=== MATERIAL TO PROCESS ===
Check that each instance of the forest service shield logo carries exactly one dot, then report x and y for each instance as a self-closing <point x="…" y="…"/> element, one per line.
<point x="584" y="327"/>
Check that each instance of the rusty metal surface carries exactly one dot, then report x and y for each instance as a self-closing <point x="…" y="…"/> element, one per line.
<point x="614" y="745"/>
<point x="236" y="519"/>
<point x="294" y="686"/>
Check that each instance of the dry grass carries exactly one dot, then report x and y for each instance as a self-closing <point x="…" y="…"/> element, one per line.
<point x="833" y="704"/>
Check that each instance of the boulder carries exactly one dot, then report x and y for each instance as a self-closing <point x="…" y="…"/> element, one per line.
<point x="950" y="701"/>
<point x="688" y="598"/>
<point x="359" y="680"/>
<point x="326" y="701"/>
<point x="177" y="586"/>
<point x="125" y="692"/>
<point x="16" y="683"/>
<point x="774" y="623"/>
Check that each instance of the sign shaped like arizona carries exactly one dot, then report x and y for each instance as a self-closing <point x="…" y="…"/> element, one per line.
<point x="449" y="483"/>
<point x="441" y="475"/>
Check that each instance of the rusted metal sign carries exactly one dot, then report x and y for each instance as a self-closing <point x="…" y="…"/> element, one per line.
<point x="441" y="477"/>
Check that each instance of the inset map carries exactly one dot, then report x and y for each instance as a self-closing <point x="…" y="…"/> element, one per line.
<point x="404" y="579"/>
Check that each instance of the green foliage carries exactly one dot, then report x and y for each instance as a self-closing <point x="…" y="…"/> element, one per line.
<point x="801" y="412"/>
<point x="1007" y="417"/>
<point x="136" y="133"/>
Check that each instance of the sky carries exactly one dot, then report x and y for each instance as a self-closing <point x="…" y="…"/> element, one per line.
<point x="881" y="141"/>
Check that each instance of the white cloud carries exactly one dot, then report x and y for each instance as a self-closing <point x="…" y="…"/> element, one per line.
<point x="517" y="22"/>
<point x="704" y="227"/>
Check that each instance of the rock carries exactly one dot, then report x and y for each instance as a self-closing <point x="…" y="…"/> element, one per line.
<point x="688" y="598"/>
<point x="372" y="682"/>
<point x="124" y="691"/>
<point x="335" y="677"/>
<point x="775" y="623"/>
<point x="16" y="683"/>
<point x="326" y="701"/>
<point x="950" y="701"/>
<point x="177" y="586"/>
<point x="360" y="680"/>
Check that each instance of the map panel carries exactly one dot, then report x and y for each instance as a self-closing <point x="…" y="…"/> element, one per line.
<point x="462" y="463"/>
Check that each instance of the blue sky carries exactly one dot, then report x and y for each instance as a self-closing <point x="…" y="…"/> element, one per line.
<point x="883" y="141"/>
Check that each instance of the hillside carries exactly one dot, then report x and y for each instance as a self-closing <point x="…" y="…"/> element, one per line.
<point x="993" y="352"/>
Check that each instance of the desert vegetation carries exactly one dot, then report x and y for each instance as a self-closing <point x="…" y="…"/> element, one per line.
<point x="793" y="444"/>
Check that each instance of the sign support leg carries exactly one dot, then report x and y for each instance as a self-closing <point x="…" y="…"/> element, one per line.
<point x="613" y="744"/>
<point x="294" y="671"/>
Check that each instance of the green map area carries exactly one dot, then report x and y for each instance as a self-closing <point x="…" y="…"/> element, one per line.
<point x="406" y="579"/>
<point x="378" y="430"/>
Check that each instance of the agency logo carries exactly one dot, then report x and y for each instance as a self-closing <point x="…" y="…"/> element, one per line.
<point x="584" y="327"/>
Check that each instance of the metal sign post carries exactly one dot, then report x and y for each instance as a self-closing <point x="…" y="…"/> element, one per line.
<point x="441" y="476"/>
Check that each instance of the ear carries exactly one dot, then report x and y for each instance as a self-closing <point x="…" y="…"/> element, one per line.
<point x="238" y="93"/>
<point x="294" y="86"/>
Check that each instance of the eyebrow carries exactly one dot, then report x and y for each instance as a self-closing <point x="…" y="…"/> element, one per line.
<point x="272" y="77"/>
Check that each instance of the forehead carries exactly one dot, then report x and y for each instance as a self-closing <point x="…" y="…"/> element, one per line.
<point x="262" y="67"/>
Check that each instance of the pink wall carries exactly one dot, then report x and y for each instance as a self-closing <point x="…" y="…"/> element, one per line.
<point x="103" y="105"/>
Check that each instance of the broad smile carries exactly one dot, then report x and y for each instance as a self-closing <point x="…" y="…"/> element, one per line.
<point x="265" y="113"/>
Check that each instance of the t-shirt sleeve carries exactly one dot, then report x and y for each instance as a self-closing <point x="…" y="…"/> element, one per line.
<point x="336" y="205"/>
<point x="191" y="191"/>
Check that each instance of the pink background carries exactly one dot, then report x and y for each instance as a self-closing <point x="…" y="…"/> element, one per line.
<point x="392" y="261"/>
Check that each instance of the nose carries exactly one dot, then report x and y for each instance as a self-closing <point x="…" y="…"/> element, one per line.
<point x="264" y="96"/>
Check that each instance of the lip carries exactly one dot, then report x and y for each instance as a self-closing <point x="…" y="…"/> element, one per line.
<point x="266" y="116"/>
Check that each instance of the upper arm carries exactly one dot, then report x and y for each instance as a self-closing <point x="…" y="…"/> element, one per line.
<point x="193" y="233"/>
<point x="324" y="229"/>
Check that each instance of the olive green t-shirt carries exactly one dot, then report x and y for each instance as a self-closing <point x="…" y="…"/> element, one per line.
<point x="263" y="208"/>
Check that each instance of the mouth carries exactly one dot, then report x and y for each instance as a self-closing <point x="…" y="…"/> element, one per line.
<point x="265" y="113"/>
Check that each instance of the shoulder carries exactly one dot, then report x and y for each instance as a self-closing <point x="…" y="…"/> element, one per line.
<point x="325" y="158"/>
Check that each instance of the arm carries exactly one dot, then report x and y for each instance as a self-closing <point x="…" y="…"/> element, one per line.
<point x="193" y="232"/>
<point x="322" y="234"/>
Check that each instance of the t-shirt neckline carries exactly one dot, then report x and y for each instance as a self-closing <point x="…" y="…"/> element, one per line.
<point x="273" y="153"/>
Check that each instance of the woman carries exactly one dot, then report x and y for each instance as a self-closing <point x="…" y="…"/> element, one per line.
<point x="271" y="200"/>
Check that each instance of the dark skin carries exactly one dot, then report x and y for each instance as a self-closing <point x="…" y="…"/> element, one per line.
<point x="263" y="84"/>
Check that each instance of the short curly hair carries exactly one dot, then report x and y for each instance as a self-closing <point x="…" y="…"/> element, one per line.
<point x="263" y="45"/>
===
**TASK ITEM**
Output the data once more, exactly as it appears above.

**ANSWER BELOW**
Check that each instance of the forest service shield logo carries exactly one dot, then report x and y for each instance as a self-closing <point x="…" y="…"/> element, one per line.
<point x="584" y="327"/>
Check that each instance of the rusty metal surface carries exactly one dot, then report x and y for each instance as a self-closing <point x="…" y="…"/> element, one per line.
<point x="614" y="745"/>
<point x="236" y="519"/>
<point x="294" y="686"/>
Check that each instance of the dry grass carries exactly one dot, then report x and y for each instance as a self-closing <point x="…" y="…"/> element, one per line.
<point x="833" y="704"/>
Check that each instance of the boulder carries exactly one dot, then report x and y for each instance as a self-closing <point x="…" y="…"/> element, one per line.
<point x="950" y="701"/>
<point x="688" y="598"/>
<point x="359" y="680"/>
<point x="326" y="701"/>
<point x="177" y="586"/>
<point x="125" y="692"/>
<point x="16" y="683"/>
<point x="774" y="623"/>
Check that each instance of the sign shaped like arizona carries exactly one dot, then report x and y for each instance as a self-closing <point x="…" y="…"/> element, one per line.
<point x="449" y="483"/>
<point x="441" y="475"/>
Check that each instance of the rusted metal sign carries exactly one dot, then report x and y for each instance as a self-closing <point x="…" y="…"/> element, one per line.
<point x="441" y="477"/>
Check that each instance of the inset map carries exactly one dot, then report x and y for each instance as a self-closing <point x="…" y="…"/> element, one per line.
<point x="404" y="579"/>
Check that each instance of the green foliage carries exactly one dot, then report x and y for each instance as a self-closing <point x="…" y="…"/> element, one per line.
<point x="801" y="412"/>
<point x="1007" y="417"/>
<point x="136" y="133"/>
Check that each instance of the sky carries exactly one dot, then report x and y for each instance as a self-closing <point x="…" y="…"/> element, one per line.
<point x="881" y="141"/>
Check that each instance of the white cloud carries exactly one dot, then report x and y for each instance as a self-closing <point x="…" y="…"/> element, one per line.
<point x="517" y="22"/>
<point x="704" y="227"/>
Check that each instance of the rock carries exactly one dot, then report x and y for each instance as a self-closing <point x="…" y="…"/> element, one per line.
<point x="688" y="598"/>
<point x="372" y="682"/>
<point x="124" y="691"/>
<point x="335" y="677"/>
<point x="775" y="623"/>
<point x="16" y="683"/>
<point x="326" y="701"/>
<point x="950" y="701"/>
<point x="177" y="586"/>
<point x="360" y="680"/>
Check that each instance of the map panel carries exactly one dot, then report x and y for each instance as a self-closing <point x="…" y="…"/> element, one per line.
<point x="462" y="463"/>
Check that each instance of the blue sky carries exactly one dot, then report x and y for each instance as a self-closing <point x="…" y="…"/> element, one per line.
<point x="883" y="141"/>
Check that each instance of the hillside carries exactly one dot, then report x and y for each instance as a self-closing <point x="…" y="…"/> element, one per line.
<point x="993" y="352"/>
Check that each instance of the desert vegetation carries exactly one dot, then report x and y for each instance as a self-closing <point x="…" y="…"/> element, one per line.
<point x="793" y="444"/>
Check that each instance of the sign support leg carries exactly one dot, then report x and y for each instance as a self-closing <point x="…" y="…"/> element, one per line.
<point x="613" y="744"/>
<point x="294" y="671"/>
Check that each instance of the green map area carries exactly one dot, then report x and y for each instance as a self-closing <point x="…" y="…"/> element, one per line.
<point x="406" y="579"/>
<point x="378" y="430"/>
Check that each instance of the agency logo carries exactly one dot, then report x and y for each instance as a self-closing <point x="…" y="…"/> element, one per line.
<point x="584" y="327"/>
Check that each instance of the metal sign post carries exactly one dot, then report x and y for each instance as a self-closing <point x="…" y="…"/> element, one per line.
<point x="441" y="476"/>
Check that each instance of the ear carries exactly one dot, then report x and y for each instance as a self-closing <point x="…" y="…"/> element, one per line.
<point x="238" y="93"/>
<point x="294" y="86"/>
Check that each instance of the eyebrow carries exactly one dot, then report x and y for each instance as a self-closing <point x="…" y="…"/> element, one per line.
<point x="272" y="77"/>
Check that each instance of the forehead carries exactly one dot, then report x and y for each instance as a self-closing <point x="…" y="…"/> element, one per line.
<point x="262" y="67"/>
Check that each instance of the pink wall carries exactly one dot, then report x and y for each instance as a self-closing <point x="…" y="…"/> element, one per line.
<point x="103" y="105"/>
Check that each instance of the broad smile carries exactly one dot, then report x and y for each instance as a self-closing <point x="…" y="…"/> element, one per line.
<point x="265" y="113"/>
Check that each instance of the t-shirt sleeve carries exactly one dot, then report x and y for each instance as a self-closing <point x="…" y="…"/> element, one per line.
<point x="336" y="205"/>
<point x="191" y="191"/>
Check that each instance of the pink background carries exactly one dot, then report x and y for each instance as a self-closing <point x="…" y="…"/> element, one per line.
<point x="392" y="261"/>
Check that each instance of the nose carries exactly one dot, then report x and y for each instance as a self-closing <point x="…" y="…"/> element, one per line.
<point x="264" y="96"/>
Check that each instance of the lip carries exactly one dot, then report x and y for each instance as a self-closing <point x="…" y="…"/> element, one per line.
<point x="266" y="116"/>
Check that each instance of the upper arm carries exactly one dot, then report x and y for each instance as a self-closing <point x="…" y="…"/> element, one per line.
<point x="193" y="233"/>
<point x="324" y="229"/>
Check that each instance of the olive green t-shirt carries exactly one dot, then report x and y for each instance as a self-closing <point x="…" y="…"/> element, one per line.
<point x="263" y="208"/>
Check that each instance of the mouth carries exactly one dot, then report x and y for each instance as a self-closing <point x="…" y="…"/> element, one per line.
<point x="265" y="113"/>
Check that each instance of the shoulder carries exactly one dot, then report x and y for each instance as a self-closing <point x="…" y="…"/> element, one per line.
<point x="325" y="158"/>
Check that each instance of the arm carries exactly one dot, then report x and y for each instance as a self-closing <point x="…" y="…"/> element, one per line.
<point x="193" y="232"/>
<point x="322" y="234"/>
Check that each instance of the t-shirt neckline carries exactly one dot, then report x and y for each instance as a self-closing <point x="…" y="…"/> element, one per line.
<point x="273" y="153"/>
Check that each instance of the woman carries exactly one dot, then report x and y for each instance as a self-closing <point x="…" y="…"/> element, one per line.
<point x="271" y="200"/>
Check that each instance of the dark skin carries exactly one dot, then report x and y for each instance as a self-closing <point x="…" y="…"/> element, one per line.
<point x="263" y="84"/>
Check that each instance of the short curly hair carries exactly one dot, then report x and y for each instance as a self-closing <point x="…" y="…"/> element, one per line.
<point x="263" y="45"/>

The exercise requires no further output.